▸ The exercise: According to the book description, what academic position does Christos Yannaras hold?

▸ Supplied passage:
..........
Description
Christos Yannaras’ pioneering critique of the concept of the right of the individual is presented in English for the first time. This central aspect of political theory (since Hegel’s Philosophy of Right) summarizes the philosophical and cultural identity of the paradigm of modernity, but the philosophical assumptions underlying the concept of right have not hitherto been subject to scrutiny. Yannaras shows that the starting-point of the concept of right is a phenomenalistic naturalism, which presupposes an abstract concept of the human subject as a fundamentally undifferentiated natural individual. The question is also explored of how the priority accorded to this concept of right is related to the contemporary crisis of the modern politico-social paradigm, while a new preface from the translator underlines the continued significance of Yannaras’ proposal for Anglophone readers.
Against the modern concept of right with its illusion of objectivity, The Inhumanity of Right sketches out the basic lines of a political theory that prioritizes new social needs that reflect the relational character of the human person.
About the Author
Christos Yannaras, Emeritus Professor of Philosophy at the Panteion University of Athens, is, in the words of Basilio Petrà, ‘one of the most important Orthodox thinkers of the second half of the twentieth century and the beginning of the present millennium’. He is the subject of two studies already published by James Clarke & Co: Sotiris Mitralexis (ed.), Polis, Ontology, Ecclesial Event: Engaging with Christos Yannaras’ Thought (2018) and Basilio Petrà, Christos Yannaras: The Apophatic Horizon of Ontology (2019).
Norman Russell is Honorary Research Fellow of St Stephen’s House, University of Oxford. He is well known as a patristics scholar and translator from Greek, Italian, and French. An experienced interpreter of Yannaras’s thinking, he has already translated seven of his works.
Contents
Translator’s Preface
Preface
1. The Logical Image of Right
2. Consequences of the Logical Image of Right
(a) Defining acts and defining relations
(b) Defining truth and defining utility
3. The Political Hermeneutic of Right
(a) Right: a pre-political achievement
(b) The alienation of politics and the citizen
(c) The ‘homeopathic’ paradox of right
(d) The religious foundations of the utilitarianism of right
4. A Preliminary Theory of the Transcendence of the Logic of Right
(a) ‘Law’ (Dikaion) and ‘law’ (nomos): the ancient Greek version
(b) ‘Law’ (Dikaion) and ‘law’ (nomos): the Roman and Early Christian version
5. Cultural Resistance to the Individualism of Right
(a) The ‘culture’ of ecclesial Orthodoxy today
(c) Orthodoxy and nationalism
(d) Orthodoxy and political liberalism
6. The Inhumanity or the Humanising of Right?
..........
▸ Data extract:
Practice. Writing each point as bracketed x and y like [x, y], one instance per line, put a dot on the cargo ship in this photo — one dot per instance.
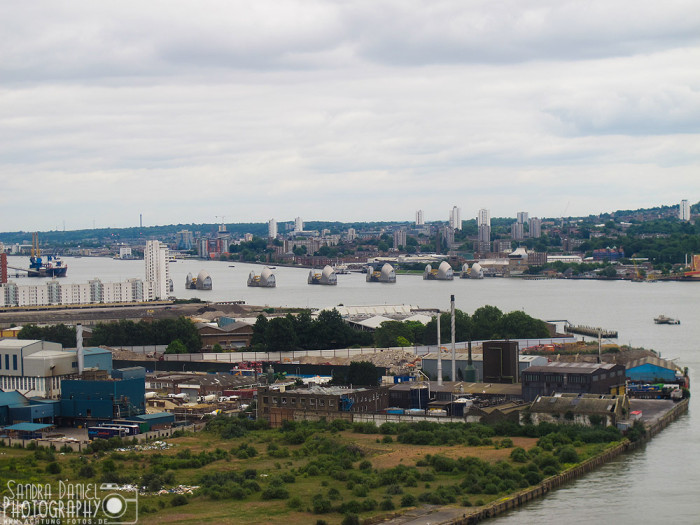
..........
▸ Response: He is Emeritus Professor of Philosophy at the Panteion University of Athens.